_RECORDS SHOWN_
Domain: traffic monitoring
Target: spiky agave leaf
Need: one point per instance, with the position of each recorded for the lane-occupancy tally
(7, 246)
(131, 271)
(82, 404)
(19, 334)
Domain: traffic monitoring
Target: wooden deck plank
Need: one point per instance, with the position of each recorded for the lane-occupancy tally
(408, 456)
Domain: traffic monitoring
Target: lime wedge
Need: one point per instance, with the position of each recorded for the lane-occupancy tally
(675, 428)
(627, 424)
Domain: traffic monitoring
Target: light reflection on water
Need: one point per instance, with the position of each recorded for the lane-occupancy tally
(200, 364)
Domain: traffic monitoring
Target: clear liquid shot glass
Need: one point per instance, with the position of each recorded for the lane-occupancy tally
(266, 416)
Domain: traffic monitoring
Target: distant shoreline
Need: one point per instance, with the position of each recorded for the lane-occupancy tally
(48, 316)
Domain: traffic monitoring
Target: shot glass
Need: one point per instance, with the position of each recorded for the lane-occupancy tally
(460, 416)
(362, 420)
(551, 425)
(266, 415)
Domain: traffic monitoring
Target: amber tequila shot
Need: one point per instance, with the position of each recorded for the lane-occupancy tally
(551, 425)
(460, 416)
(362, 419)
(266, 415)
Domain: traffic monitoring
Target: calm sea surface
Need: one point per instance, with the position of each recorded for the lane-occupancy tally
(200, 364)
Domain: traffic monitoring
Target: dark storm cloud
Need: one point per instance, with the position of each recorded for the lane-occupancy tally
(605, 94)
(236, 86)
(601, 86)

_TO BE DONE_
Transcribe all of the items above line by line, without changing a single character.

_TASK SOLUTION_
Domain: traffic monitoring
Target: spiky agave leaf
Need: one point per instance, with the position of each recorded for the lane-occupancy tally
(7, 246)
(131, 271)
(82, 404)
(19, 334)
Domain: traffic monitoring
Target: wooden deck plank
Need: one point per instance, with the position of each recorded for the lane-occupancy tally
(408, 456)
Domain: traffic monitoring
Target: lime wedge
Need: one point per instance, with the position of each recorded for the lane-occupancy tally
(675, 428)
(627, 424)
Domain: traffic monitoring
Target: light reflection on water
Need: one point per instance, with the position of each recorded for the lane-occupancy tally
(200, 364)
Domain: traffic monitoring
Target: clear liquid shot glass
Need: one point per instance, with the position of each recorded for the lane-occupancy tally
(266, 416)
Domain: traffic monitoring
Target: distant shoreline
Need: one point per instance, with the position of each recorded for the lane-occupancy tally
(48, 316)
Domain: traffic monitoring
Target: shot glass
Need: one point per instance, with the position of each recorded for the lane-occupancy tally
(460, 416)
(362, 420)
(551, 425)
(266, 415)
Domain: traffic monitoring
Target: amber tequila shot
Need: one point per instance, with the position of each recorded for the lane-occupancy tally
(551, 425)
(460, 416)
(362, 419)
(266, 415)
Domain: traffic monitoring
Target: calm sea surface
Need: one point per instance, with the position of each recorded for the lane-occupancy tally
(200, 364)
Domain: traffic monitoring
Target: dark storm cloud
Need: one point per instance, with the position of each recorded for the lane-occupancy tally
(605, 94)
(236, 86)
(601, 86)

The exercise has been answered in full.